──────── The data ────────
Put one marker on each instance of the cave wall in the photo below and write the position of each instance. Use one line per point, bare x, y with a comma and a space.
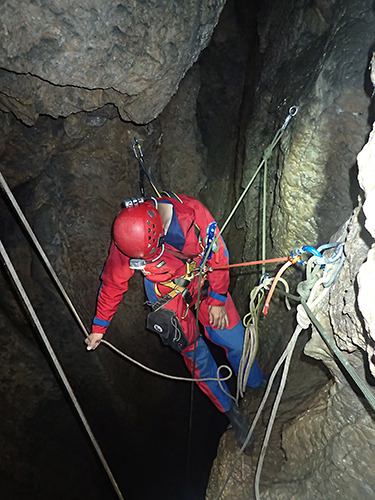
66, 154
71, 105
327, 447
62, 58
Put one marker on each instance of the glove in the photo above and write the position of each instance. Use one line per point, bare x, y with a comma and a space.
93, 340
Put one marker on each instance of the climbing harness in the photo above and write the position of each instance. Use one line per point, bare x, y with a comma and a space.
164, 322
211, 243
76, 316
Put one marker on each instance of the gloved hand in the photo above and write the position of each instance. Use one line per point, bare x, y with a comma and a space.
218, 317
93, 340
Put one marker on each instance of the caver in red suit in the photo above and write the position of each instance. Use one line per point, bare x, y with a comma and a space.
140, 242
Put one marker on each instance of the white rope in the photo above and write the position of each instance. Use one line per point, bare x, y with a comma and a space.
314, 299
57, 365
71, 305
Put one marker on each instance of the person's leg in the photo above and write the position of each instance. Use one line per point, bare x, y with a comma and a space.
231, 338
204, 365
232, 341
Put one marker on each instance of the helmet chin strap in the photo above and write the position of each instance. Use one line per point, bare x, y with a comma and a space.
158, 257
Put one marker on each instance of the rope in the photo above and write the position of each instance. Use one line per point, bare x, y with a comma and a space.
70, 303
41, 252
251, 263
57, 365
313, 284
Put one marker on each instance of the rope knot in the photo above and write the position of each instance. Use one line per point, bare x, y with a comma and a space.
302, 318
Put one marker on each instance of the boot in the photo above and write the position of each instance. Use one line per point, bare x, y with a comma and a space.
240, 427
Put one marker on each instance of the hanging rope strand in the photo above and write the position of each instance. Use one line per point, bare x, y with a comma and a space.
57, 365
41, 252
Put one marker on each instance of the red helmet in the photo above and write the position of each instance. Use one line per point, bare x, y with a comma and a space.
138, 231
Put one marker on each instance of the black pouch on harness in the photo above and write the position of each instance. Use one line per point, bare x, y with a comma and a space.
────────
* What the task asks: A faithful copy of the data is required: each word kept, each picture omitted.

* Solution:
Put one marker on each instance of the cave wall in the photo below and write the position of each instance. Use one line per point, bare x, y with a comma and a space.
66, 154
71, 105
327, 447
62, 58
Put one marker on each instance of the glove in the photo above and write the position of each instance. Use one line per point, bare x, y with a comma and a space.
93, 340
Put one marker on each instance of the climbing harness in the photo above and write the position of each instance. Use one line per point, bare x, y with a comma and a space.
164, 322
211, 243
76, 316
Put one marker on each instance of the gloved hand in the photo above and write the position of each instance. Use one line per point, bare x, y with a comma and a space.
218, 317
93, 340
Put one marker on each instance of the caver in red suit in the photo above and write the position of each instance. Use one line per point, bare x, y with a comma and a space.
140, 242
Put one marker on each instance of the white rope in the photo above and write the position of each instance. Use one line per point, bare x, y with a comma and a space.
314, 299
57, 365
71, 305
Put one marker on each instance of the person's leg in the photo above and write the position of each instance. Use one line per point, bare x, y with a comma and a space.
231, 338
204, 365
232, 341
Put one marker on each instance of the helmet chin strap in the photo above and write the position of each instance. Use one line per point, bare x, y with a comma and a space.
158, 257
Put one marker on each instance of the rope in the photo above and write the position of each instance. Use one line per point, bare x, y with a comma and a space.
70, 303
41, 252
251, 263
57, 365
313, 284
Put one marker on each instance of the rope knot in the photo above and write the position of each instance. Use one line per point, bare x, y with a comma and a space.
302, 318
Put one marker on each instance of the boot in the photo above and write the position of each instance. Use one line per point, bare x, y with a comma and a space.
240, 427
Put one marker on each instance of the hanging rope strand in the photo above and write the position of each instance. Use one line per point, bare x, y with a comma and a space.
57, 365
41, 252
Put one marker on each instance of the red helmet in the photo above and write the position of each instance. Use one line per point, bare x, y with a comma and a space.
138, 231
Put one marker on each instance of the black pouch on harness in the photo above and write the position of each instance. Use one line per point, bare x, y with a comma and a space.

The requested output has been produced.